Segmentation mask data
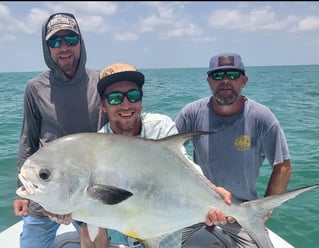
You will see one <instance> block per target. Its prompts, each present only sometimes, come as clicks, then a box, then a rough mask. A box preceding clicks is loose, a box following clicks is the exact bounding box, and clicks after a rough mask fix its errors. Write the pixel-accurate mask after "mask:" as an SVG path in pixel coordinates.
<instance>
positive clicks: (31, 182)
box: [16, 173, 39, 196]
mask: <svg viewBox="0 0 319 248" xmlns="http://www.w3.org/2000/svg"><path fill="white" fill-rule="evenodd" d="M18 177H19V180H20V182H21V183H22V185H23V186H21V187H20V188H18V189H17V192H16V193H17V194H18V195H20V196H25V195H34V194H35V191H36V190H37V189H38V188H39V187H38V185H36V184H34V183H32V182H30V181H28V180H27V179H26V178H25V177H24V176H22V175H21V173H20V174H19V175H18Z"/></svg>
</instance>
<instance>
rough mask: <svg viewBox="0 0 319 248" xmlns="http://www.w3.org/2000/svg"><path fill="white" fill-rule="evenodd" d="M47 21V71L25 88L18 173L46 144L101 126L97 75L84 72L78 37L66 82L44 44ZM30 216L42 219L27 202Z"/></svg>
mask: <svg viewBox="0 0 319 248" xmlns="http://www.w3.org/2000/svg"><path fill="white" fill-rule="evenodd" d="M48 20H49V19H48ZM48 20H47V21H46V22H45V23H44V24H43V26H42V47H43V55H44V60H45V63H46V64H47V66H48V68H49V70H48V71H45V72H43V73H41V74H40V75H38V76H37V77H35V78H33V79H31V80H30V81H29V82H28V83H27V85H26V88H25V93H24V115H23V123H22V129H21V135H20V144H19V154H18V168H19V170H20V168H21V166H22V165H23V163H24V161H25V160H26V159H27V158H28V157H29V156H30V155H32V154H33V153H35V152H36V151H37V150H38V149H39V148H41V147H42V146H43V145H45V143H48V142H50V141H52V140H55V139H57V138H59V137H62V136H65V135H69V134H74V133H80V132H97V131H98V130H99V129H100V128H101V127H102V126H103V124H104V123H100V122H103V121H102V120H99V106H100V97H99V94H98V92H97V82H98V73H97V72H96V71H94V70H91V69H87V68H85V64H86V50H85V46H84V41H83V39H82V35H81V33H80V37H81V39H80V42H81V55H80V59H79V64H78V68H77V71H76V73H75V75H74V77H73V78H68V77H67V76H66V75H65V74H64V72H63V71H62V70H61V69H60V68H59V67H58V66H57V65H56V64H55V62H54V61H53V60H52V58H51V55H50V50H49V47H48V45H47V43H46V40H45V33H46V25H47V22H48ZM52 156H54V154H52ZM18 185H19V186H20V185H21V183H20V182H19V181H18ZM29 214H30V215H32V216H43V215H42V207H41V206H40V205H39V204H37V203H35V202H32V201H30V205H29Z"/></svg>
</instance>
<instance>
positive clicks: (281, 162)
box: [175, 53, 292, 247]
mask: <svg viewBox="0 0 319 248" xmlns="http://www.w3.org/2000/svg"><path fill="white" fill-rule="evenodd" d="M247 81H248V76H247V75H246V71H245V67H244V64H243V62H242V59H241V56H240V55H238V54H235V53H223V54H218V55H216V56H214V57H212V58H211V60H210V63H209V70H208V72H207V82H208V85H209V87H210V90H211V92H212V95H211V96H208V97H205V98H203V99H199V100H197V101H194V102H192V103H189V104H187V105H186V106H185V107H184V108H183V109H182V110H181V111H180V113H179V114H178V115H177V117H176V120H175V121H176V127H177V129H178V131H179V132H180V133H184V132H191V131H198V130H210V131H217V133H216V134H214V135H203V136H201V137H196V138H194V139H193V140H192V143H193V155H194V162H195V163H197V164H198V165H200V166H201V168H202V170H203V173H204V175H205V176H206V177H207V178H208V179H210V180H211V181H212V182H213V183H214V184H215V185H219V186H223V187H224V188H226V189H227V190H229V191H230V192H231V193H232V202H245V201H250V200H254V199H257V198H258V195H257V190H256V183H257V181H258V177H259V173H260V168H261V166H262V165H263V162H264V160H265V159H267V161H268V162H269V164H270V165H271V168H272V173H271V176H270V178H269V180H268V186H267V189H266V191H265V196H269V195H273V194H279V193H282V192H284V191H286V188H287V185H288V182H289V180H290V175H291V170H292V168H291V164H290V155H289V150H288V145H287V141H286V138H285V135H284V132H283V130H282V128H281V126H280V123H279V121H278V120H277V118H276V117H275V115H274V114H273V113H272V112H271V111H270V109H269V108H268V107H266V106H264V105H262V104H260V103H258V102H256V101H254V100H252V99H250V98H248V97H247V96H244V95H242V94H241V92H242V89H243V88H244V87H245V86H246V84H247ZM268 217H269V215H268V216H265V221H266V220H267V219H268ZM208 224H211V225H212V226H211V228H210V231H211V233H212V234H213V235H215V236H217V237H218V239H219V240H220V241H219V242H220V243H223V245H224V246H218V247H257V245H256V244H255V242H254V241H253V240H252V239H251V238H250V237H249V235H248V234H247V233H246V232H245V231H244V230H243V229H242V228H241V226H240V225H239V224H238V223H237V222H233V223H230V222H228V223H226V224H225V223H216V222H214V223H208ZM217 224H219V226H221V227H222V229H223V230H224V231H223V232H220V231H218V230H220V229H219V228H217V227H216V226H214V225H217ZM223 224H224V225H223ZM185 233H186V232H185ZM187 233H188V234H189V233H193V234H191V235H190V237H189V238H188V239H187V240H186V242H185V244H184V247H194V246H196V247H208V246H209V244H212V242H216V239H215V241H213V240H214V239H213V236H212V235H209V232H207V231H205V229H199V228H196V227H194V226H193V227H190V228H189V229H188V232H187ZM225 233H226V235H225ZM184 236H185V235H184ZM198 237H201V238H198ZM185 238H186V237H185ZM199 242H201V243H199ZM205 242H206V244H205ZM209 247H210V246H209Z"/></svg>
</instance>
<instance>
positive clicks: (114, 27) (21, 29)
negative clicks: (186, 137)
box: [0, 1, 319, 72]
mask: <svg viewBox="0 0 319 248" xmlns="http://www.w3.org/2000/svg"><path fill="white" fill-rule="evenodd" d="M55 12H70V13H72V14H74V15H75V16H76V18H77V20H78V23H79V26H80V30H81V32H82V35H83V38H84V41H85V46H86V50H87V67H90V68H92V69H96V70H100V69H102V68H104V67H105V66H108V65H110V64H112V63H116V62H123V63H129V64H132V65H134V66H136V67H137V68H138V69H154V68H190V67H208V64H209V60H210V58H211V57H212V56H214V55H216V54H218V53H222V52H235V53H239V54H240V55H241V56H242V59H243V62H244V64H245V66H272V65H308V64H319V51H318V50H319V2H316V1H315V2H311V1H309V2H307V1H303V2H301V1H300V2H298V1H297V2H295V1H282V2H280V1H279V2H272V1H255V2H254V1H253V2H241V1H231V2H224V1H220V2H219V1H217V2H215V1H203V2H200V1H196V2H193V1H184V2H183V1H182V2H159V1H158V2H151V1H145V2H144V1H130V2H128V1H127V2H125V1H124V2H110V1H107V2H105V1H104V2H91V1H90V2H62V1H61V2H45V1H39V2H15V1H12V2H10V1H8V2H6V1H0V72H32V71H43V70H47V66H46V64H45V62H44V59H43V53H42V41H41V26H42V23H43V22H44V21H45V19H46V18H47V17H48V16H49V15H51V14H53V13H55Z"/></svg>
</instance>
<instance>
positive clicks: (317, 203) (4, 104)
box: [0, 65, 319, 248]
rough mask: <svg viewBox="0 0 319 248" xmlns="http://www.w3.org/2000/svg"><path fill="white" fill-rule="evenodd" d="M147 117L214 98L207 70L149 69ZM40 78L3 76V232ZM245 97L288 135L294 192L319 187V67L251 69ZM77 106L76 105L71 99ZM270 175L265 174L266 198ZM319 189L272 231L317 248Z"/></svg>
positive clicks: (2, 179)
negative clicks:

- Work instructions -
Every line of the data should be copied as it stands, without the images.

- Solution to this task -
You will see one <instance> block per target. Its prompts, each present only sometimes, come as clicks, then a box, then a rough mask. A box preceding clicks is loose, a box following clicks is the exact bounding box, and clicks after a rough mask fix its errors. Write the pixel-accurate mask after "mask:" as an SVG path in pixel coordinates.
<instance>
positive clicks: (31, 182)
box: [16, 173, 39, 196]
mask: <svg viewBox="0 0 319 248" xmlns="http://www.w3.org/2000/svg"><path fill="white" fill-rule="evenodd" d="M18 177H19V180H20V182H21V183H22V185H23V186H21V187H20V188H18V189H17V192H16V193H17V194H18V195H20V196H25V195H34V194H35V191H36V190H37V189H38V188H39V187H38V185H36V184H34V183H32V182H30V181H28V180H27V179H26V178H25V177H24V176H22V175H21V173H20V174H19V175H18Z"/></svg>
</instance>
<instance>
rough mask: <svg viewBox="0 0 319 248" xmlns="http://www.w3.org/2000/svg"><path fill="white" fill-rule="evenodd" d="M47 21V71L25 88L18 173L46 144L101 126L97 75L84 72L78 37L66 82L44 44ZM30 216L42 219L27 202Z"/></svg>
mask: <svg viewBox="0 0 319 248" xmlns="http://www.w3.org/2000/svg"><path fill="white" fill-rule="evenodd" d="M48 20H49V19H48ZM48 20H47V21H46V22H45V23H44V24H43V26H42V47H43V55H44V60H45V63H46V64H47V66H48V68H49V70H48V71H45V72H43V73H41V74H40V75H38V76H37V77H35V78H33V79H31V80H30V81H29V82H28V83H27V85H26V88H25V93H24V115H23V123H22V129H21V135H20V144H19V154H18V168H19V170H20V168H21V166H22V165H23V163H24V161H25V160H26V159H27V158H28V157H29V156H30V155H32V154H33V153H35V152H36V151H37V150H38V149H39V148H41V147H42V146H43V145H45V143H48V142H50V141H52V140H55V139H57V138H59V137H62V136H65V135H69V134H74V133H80V132H97V131H98V130H99V129H100V128H101V127H102V126H103V124H104V123H100V122H103V121H102V120H99V106H100V97H99V94H98V92H97V82H98V73H97V72H96V71H94V70H91V69H87V68H85V64H86V50H85V46H84V41H83V39H82V35H81V33H80V37H81V39H80V42H81V55H80V59H79V64H78V68H77V71H76V73H75V75H74V77H73V78H68V77H67V76H66V75H65V74H64V72H63V71H62V70H61V69H60V68H59V67H58V66H57V65H56V64H55V62H54V61H53V60H52V58H51V55H50V50H49V47H48V45H47V43H46V40H45V33H46V25H47V22H48ZM52 156H54V154H52ZM18 185H19V186H20V185H21V183H20V182H19V181H18ZM29 214H30V215H32V216H43V215H42V207H41V206H40V205H39V204H37V203H35V202H32V201H30V205H29Z"/></svg>
</instance>
<instance>
positive clicks: (281, 162)
box: [175, 53, 292, 247]
mask: <svg viewBox="0 0 319 248" xmlns="http://www.w3.org/2000/svg"><path fill="white" fill-rule="evenodd" d="M247 81H248V76H247V75H246V71H245V67H244V64H243V62H242V59H241V56H240V55H238V54H235V53H223V54H218V55H216V56H214V57H212V58H211V60H210V63H209V70H208V72H207V82H208V85H209V87H210V90H211V92H212V95H211V96H208V97H205V98H203V99H199V100H197V101H194V102H192V103H189V104H187V105H186V106H185V107H184V108H183V109H182V110H181V111H180V113H179V114H178V115H177V117H176V120H175V121H176V127H177V129H178V131H179V132H180V133H184V132H191V131H198V130H210V131H217V133H216V134H214V135H203V136H201V137H196V138H194V139H193V140H192V143H193V155H194V162H195V163H197V164H198V165H200V166H201V168H202V170H203V173H204V175H205V176H206V177H207V178H208V179H210V180H211V181H212V182H213V183H214V184H215V185H219V186H223V187H224V188H226V189H227V190H229V191H230V192H231V193H232V202H245V201H250V200H254V199H257V198H258V195H257V190H256V183H257V181H258V177H259V173H260V168H261V166H262V165H263V162H264V160H265V159H267V161H268V162H269V164H270V165H271V168H272V173H271V176H270V178H269V180H268V186H267V189H266V191H265V196H269V195H273V194H279V193H282V192H284V191H286V188H287V185H288V182H289V180H290V175H291V170H292V168H291V164H290V155H289V150H288V145H287V141H286V138H285V135H284V132H283V130H282V128H281V126H280V123H279V121H278V120H277V118H276V117H275V115H274V114H273V113H272V112H271V111H270V109H269V108H268V107H266V106H264V105H262V104H260V103H258V102H256V101H254V100H252V99H250V98H248V97H247V96H244V95H242V94H241V92H242V89H243V88H244V87H245V86H246V84H247ZM268 217H269V215H268V216H265V221H266V220H267V219H268ZM208 224H211V225H212V226H211V228H210V231H211V233H212V234H213V235H215V236H217V237H218V239H219V240H220V241H219V242H220V243H223V245H224V246H218V247H257V245H256V244H255V242H254V241H253V240H252V239H251V238H250V237H249V235H248V234H247V233H246V232H245V231H244V230H243V229H242V228H241V226H240V225H239V224H238V223H237V222H233V223H230V222H228V223H226V224H225V223H216V222H214V223H208ZM217 224H219V226H221V227H222V229H223V230H224V231H223V232H220V231H218V230H220V229H219V228H217V227H216V226H214V225H217ZM223 224H224V225H223ZM185 233H186V232H185ZM187 233H188V234H189V233H193V234H191V235H190V237H189V238H188V239H187V240H186V242H185V244H184V247H194V246H196V247H208V246H209V244H212V242H216V239H215V241H213V240H214V239H213V236H212V235H209V232H207V231H205V229H199V228H196V227H194V226H193V227H190V228H189V229H188V232H187ZM225 233H226V235H225ZM184 236H185V235H184ZM198 237H201V238H198ZM185 238H186V237H185ZM199 242H201V243H199ZM205 242H206V244H205ZM209 247H210V246H209Z"/></svg>
</instance>
<instance>
positive clicks: (114, 27) (21, 29)
negative clicks: (186, 137)
box: [0, 1, 319, 72]
mask: <svg viewBox="0 0 319 248" xmlns="http://www.w3.org/2000/svg"><path fill="white" fill-rule="evenodd" d="M55 12H70V13H72V14H74V15H75V16H76V18H77V20H78V23H79V26H80V30H81V32H82V35H83V38H84V41H85V46H86V50H87V67H90V68H92V69H96V70H100V69H102V68H104V67H105V66H108V65H110V64H112V63H116V62H123V63H129V64H132V65H134V66H136V67H137V68H138V69H154V68H190V67H208V64H209V60H210V58H211V57H212V56H214V55H216V54H218V53H222V52H235V53H239V54H240V55H241V56H242V59H243V62H244V64H245V66H272V65H308V64H319V51H318V50H319V2H316V1H315V2H311V1H309V2H307V1H303V2H301V1H300V2H298V1H297V2H295V1H282V2H280V1H279V2H272V1H255V2H254V1H253V2H241V1H231V2H224V1H220V2H219V1H217V2H215V1H203V2H200V1H196V2H193V1H184V2H183V1H182V2H159V1H158V2H151V1H145V2H144V1H130V2H128V1H127V2H125V1H124V2H110V1H107V2H105V1H104V2H91V1H90V2H62V1H61V2H45V1H39V2H15V1H12V2H10V1H8V2H6V1H0V72H32V71H43V70H47V66H46V64H45V62H44V59H43V53H42V41H41V26H42V23H43V22H44V21H45V19H46V18H47V17H48V16H49V15H51V14H53V13H55Z"/></svg>
</instance>
<instance>
positive clicks: (317, 203) (4, 104)
box: [0, 65, 319, 248]
rough mask: <svg viewBox="0 0 319 248" xmlns="http://www.w3.org/2000/svg"><path fill="white" fill-rule="evenodd" d="M147 117L214 98L207 70L149 69ZM40 78L3 76V232ZM245 97L288 135L294 192L319 187V67L251 69ZM77 106L76 105L71 99ZM270 175L265 174L266 198ZM319 189L272 231L317 248Z"/></svg>
positive clicks: (2, 179)
negative clicks:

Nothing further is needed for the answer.